### Reading passage
□ □ □ □ □ □ □
Betsy Palmer, an associate professor of education at Montana State University at Bozeman, died on Monday as a result of injuries suffered in a landslide while leading a group of 16 students on a study trip in Nepal, university officials announced. No students were injured. The university said it was working with the U.S. Embassy, the office of U.S. Sen. Max Baucus, and officials in Nepal to expedite the students’ return to the United States.

Ms. Palmer had deep roots in Nepal. She spent the 2011-12 academic year conducting research there, and she had met her future husband there during a previous visit, in 2005. The study trip was part of a course offered through the University Honors Program on education and economic development in remote areas. It culminated in an extended trek to a remote village in the Arun River Valley, in the Himalayas.
□ □ □ □ □ □ □
Rows from a pointing dataset:
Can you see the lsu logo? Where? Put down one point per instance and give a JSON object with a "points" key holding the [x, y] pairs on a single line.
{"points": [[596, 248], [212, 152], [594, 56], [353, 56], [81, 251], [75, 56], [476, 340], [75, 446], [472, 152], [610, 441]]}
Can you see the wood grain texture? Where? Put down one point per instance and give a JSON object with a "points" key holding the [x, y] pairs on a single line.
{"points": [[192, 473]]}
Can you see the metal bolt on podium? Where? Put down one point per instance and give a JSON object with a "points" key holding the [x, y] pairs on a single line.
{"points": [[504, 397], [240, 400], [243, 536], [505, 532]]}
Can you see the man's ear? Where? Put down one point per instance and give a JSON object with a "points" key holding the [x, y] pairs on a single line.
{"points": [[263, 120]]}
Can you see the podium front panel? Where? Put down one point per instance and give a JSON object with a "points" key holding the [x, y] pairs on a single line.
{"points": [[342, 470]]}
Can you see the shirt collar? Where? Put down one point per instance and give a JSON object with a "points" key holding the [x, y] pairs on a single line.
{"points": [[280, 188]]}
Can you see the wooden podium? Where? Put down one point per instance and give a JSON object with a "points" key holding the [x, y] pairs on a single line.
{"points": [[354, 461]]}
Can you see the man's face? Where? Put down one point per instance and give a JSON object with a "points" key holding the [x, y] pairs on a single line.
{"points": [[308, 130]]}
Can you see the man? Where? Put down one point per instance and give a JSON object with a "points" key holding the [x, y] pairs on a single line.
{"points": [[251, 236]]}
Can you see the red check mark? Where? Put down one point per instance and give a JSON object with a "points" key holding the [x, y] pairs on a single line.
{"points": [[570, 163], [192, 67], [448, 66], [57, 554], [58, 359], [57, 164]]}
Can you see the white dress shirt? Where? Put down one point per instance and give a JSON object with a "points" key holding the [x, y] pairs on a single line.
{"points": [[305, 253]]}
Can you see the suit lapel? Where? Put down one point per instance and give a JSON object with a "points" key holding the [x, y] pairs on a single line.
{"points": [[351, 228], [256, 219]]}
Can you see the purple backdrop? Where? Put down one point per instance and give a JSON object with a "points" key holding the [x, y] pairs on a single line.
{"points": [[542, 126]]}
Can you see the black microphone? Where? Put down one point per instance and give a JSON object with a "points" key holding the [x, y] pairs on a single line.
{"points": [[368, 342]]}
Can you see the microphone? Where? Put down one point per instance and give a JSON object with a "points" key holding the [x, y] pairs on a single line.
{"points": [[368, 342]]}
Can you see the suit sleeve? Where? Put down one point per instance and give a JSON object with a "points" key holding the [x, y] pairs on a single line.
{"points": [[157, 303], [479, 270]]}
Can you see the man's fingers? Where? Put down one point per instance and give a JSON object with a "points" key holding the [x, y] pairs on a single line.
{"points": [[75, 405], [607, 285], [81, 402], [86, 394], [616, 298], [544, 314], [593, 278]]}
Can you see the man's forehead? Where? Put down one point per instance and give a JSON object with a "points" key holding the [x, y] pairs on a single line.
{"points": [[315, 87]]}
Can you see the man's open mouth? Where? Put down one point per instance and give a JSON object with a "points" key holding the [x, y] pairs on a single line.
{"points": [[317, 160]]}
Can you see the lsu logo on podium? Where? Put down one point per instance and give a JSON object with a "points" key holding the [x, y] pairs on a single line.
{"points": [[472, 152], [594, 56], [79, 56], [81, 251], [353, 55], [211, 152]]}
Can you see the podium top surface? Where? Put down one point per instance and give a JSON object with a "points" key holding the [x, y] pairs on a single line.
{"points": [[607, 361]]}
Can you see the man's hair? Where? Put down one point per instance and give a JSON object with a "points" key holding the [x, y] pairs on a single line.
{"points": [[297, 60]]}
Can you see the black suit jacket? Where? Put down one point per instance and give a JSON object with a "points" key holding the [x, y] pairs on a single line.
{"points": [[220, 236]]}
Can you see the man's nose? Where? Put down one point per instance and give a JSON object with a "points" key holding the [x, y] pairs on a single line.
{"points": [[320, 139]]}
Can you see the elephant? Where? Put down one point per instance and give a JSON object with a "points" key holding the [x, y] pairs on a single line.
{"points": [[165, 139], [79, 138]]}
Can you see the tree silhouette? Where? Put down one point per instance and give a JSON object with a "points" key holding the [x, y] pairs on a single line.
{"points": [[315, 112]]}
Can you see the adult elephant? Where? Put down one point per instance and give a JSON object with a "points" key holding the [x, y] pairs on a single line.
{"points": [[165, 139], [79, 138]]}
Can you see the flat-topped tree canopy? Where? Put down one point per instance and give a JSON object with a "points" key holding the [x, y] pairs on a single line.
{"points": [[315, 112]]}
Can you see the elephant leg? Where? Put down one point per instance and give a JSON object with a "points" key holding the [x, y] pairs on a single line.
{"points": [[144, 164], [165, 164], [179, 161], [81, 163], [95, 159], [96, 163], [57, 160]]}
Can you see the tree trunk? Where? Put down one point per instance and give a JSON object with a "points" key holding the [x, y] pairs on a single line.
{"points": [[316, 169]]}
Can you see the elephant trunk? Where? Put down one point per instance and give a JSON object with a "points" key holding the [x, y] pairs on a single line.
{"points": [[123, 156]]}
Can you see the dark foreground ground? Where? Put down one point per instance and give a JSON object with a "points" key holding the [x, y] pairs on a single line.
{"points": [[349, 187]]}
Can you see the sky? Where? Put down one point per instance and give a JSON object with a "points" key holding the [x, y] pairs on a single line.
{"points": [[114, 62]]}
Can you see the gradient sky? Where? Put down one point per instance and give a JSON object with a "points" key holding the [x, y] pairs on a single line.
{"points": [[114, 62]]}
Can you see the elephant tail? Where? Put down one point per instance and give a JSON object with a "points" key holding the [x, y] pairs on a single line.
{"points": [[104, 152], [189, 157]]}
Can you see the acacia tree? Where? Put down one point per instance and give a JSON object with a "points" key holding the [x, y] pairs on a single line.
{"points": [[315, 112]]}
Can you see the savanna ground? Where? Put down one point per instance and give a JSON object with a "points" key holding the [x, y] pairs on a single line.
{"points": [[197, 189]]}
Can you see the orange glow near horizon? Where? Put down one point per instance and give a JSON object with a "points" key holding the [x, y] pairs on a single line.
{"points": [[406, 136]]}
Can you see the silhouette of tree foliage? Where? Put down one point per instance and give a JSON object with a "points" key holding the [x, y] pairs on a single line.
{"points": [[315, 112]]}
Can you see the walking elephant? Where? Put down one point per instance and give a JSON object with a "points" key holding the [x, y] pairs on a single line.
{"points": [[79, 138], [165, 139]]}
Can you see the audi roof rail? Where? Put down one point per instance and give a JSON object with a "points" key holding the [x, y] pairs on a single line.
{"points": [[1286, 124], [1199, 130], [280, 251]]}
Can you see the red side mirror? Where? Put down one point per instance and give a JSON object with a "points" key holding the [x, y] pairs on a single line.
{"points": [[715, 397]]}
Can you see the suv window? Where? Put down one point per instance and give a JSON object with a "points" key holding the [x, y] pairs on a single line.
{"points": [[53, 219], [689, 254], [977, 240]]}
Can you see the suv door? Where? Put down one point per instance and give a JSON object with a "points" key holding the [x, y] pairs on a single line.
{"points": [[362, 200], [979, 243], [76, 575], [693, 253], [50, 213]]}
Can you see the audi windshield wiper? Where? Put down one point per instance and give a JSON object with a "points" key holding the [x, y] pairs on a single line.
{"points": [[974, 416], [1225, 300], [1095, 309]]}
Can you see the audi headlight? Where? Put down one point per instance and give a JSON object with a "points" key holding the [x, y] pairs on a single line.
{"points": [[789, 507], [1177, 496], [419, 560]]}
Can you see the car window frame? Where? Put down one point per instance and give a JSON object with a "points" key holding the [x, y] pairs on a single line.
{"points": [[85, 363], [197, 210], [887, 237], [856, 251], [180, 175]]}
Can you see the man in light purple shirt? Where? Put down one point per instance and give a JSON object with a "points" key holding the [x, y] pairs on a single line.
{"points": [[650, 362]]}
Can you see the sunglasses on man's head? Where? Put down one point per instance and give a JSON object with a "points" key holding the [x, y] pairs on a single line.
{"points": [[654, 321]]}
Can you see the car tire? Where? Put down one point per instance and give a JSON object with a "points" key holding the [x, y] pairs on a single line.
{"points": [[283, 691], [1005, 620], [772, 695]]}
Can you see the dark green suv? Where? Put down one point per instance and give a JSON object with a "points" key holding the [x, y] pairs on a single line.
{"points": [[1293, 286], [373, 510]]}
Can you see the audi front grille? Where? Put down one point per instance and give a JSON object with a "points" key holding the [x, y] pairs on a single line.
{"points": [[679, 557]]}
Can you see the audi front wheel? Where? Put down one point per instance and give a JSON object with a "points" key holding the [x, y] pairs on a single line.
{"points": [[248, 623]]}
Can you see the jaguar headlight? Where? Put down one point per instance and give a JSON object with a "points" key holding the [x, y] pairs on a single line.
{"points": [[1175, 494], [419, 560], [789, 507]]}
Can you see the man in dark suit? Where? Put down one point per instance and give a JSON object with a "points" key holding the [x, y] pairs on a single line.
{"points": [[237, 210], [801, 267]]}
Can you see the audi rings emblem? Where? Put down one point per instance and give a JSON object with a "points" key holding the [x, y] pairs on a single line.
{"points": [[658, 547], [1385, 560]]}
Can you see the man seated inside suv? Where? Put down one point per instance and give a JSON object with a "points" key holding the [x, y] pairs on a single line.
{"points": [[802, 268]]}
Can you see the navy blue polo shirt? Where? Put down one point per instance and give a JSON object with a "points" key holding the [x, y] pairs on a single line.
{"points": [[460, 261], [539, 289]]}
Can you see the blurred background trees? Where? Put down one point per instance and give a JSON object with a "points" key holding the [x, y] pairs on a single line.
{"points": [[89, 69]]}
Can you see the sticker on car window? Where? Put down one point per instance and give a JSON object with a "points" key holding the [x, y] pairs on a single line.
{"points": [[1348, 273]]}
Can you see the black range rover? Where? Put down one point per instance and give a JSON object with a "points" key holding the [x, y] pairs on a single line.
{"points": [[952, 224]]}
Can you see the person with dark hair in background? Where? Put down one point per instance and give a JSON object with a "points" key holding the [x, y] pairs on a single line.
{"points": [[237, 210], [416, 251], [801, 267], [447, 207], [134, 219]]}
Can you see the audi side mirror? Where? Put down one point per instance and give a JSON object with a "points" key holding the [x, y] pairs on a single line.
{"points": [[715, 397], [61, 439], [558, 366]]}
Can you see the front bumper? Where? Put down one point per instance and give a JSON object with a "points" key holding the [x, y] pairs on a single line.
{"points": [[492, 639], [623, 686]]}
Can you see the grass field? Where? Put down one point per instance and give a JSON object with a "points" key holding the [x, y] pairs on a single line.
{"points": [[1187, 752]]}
□ □ □ □ □ □ □
### Problem to work on
Edit the stretch of the passage on Betsy Palmer from "Betsy Palmer, an" through "in the Himalayas." so that each "study trip" becomes "field trip", and give that stretch in full.

### Task output
Betsy Palmer, an associate professor of education at Montana State University at Bozeman, died on Monday as a result of injuries suffered in a landslide while leading a group of 16 students on a field trip in Nepal, university officials announced. No students were injured. The university said it was working with the U.S. Embassy, the office of U.S. Sen. Max Baucus, and officials in Nepal to expedite the students’ return to the United States.

Ms. Palmer had deep roots in Nepal. She spent the 2011-12 academic year conducting research there, and she had met her future husband there during a previous visit, in 2005. The field trip was part of a course offered through the University Honors Program on education and economic development in remote areas. It culminated in an extended trek to a remote village in the Arun River Valley, in the Himalayas.